*OBIETTIVO DELL'ESERCIZIO*
Prosegui il testo sulla nota di Ispra alle Regioni per la stagione venatoria, partendo subito dopo la sua ultima frase.

*TESTO CITATO*
■ ■ ■ ■

Come già accaduto per altre stagioni venatorie, Ispra ha inviato una nota a tutte le Regioni italiane per chiedere ulteriori attenzioni sui territori interessati da incendi e da siccità. "L'’insieme di questi eventi - vi si legge - ha determinato una condizione di pregiudizio per la conservazione della fauna in ampi settori del territorio nazionale che rischia di indurre effetti negativi nel breve e nel medio periodo sulla dinamica di popolazione di molte specie esponendo ad ulteriori problemi in particolare i taxa che già per altri motivi versano in condizioni di criticità".

■ ■ ■ ■

*SEZIONE DEI DATI*
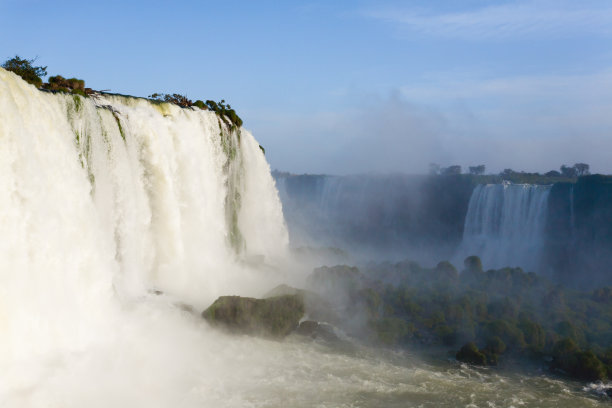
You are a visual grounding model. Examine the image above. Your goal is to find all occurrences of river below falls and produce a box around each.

■ ■ ■ ■

*RISULTATO DEL COMPITO*
"Come già evidenziato in passato da questo Istituto in occasione di eventi analoghi, tenuto conto degli eventi ambientali particolarmente avversi per la fauna, si ritiene che, seguendo il principio di precauzione, in occasione della prossima apertura della stagione venatoria andrebbero assunti provvedimenti limitativi eccezionali atti a evitare che popolazioni poste in condizioni di particolare vulnerabilità possano subire ulteriori danni in particolare nelle regioni che sono state interessate da estesi incendi e condizioni climatiche estreme nel corso dall’attuale stagione estiva. Nello specifico, richiamando quanto previsto dalla legge n. 157/92, art. 19, comma 1 laddove si dispone che “le Regioni possano vietare o ridurre per periodi prestabiliti la caccia a determinate specie di fauna selvatica di cui all'articolo 18, per importanti e motivate ragioni connesse alla consistenza faunistica o per sopravvenute particolari condizioni ambientali, stagionali o climatiche o per malattie o altre calamità”, si raccomanda di considerare le misure di seguito evidenziate.
- Addestramento ed allenamento dei cani da caccia – L’addestramento e l’allenamento dei cani comportano uno stress aggiuntivo per le popolazioni di fauna stanziale, particolarmente nel caso dei Galliformi, dei Lagomorfi e degli Ungulati, e, nelle condizioni sopra descritte, possono indurre una mortalità non trascurabile. Per questa ragione sarebbe opportuno sospendere l’autorizzazione a svolgere questo genere di attività sino al ripristino delle condizioni ambientali, incluse quelle vegetazionali.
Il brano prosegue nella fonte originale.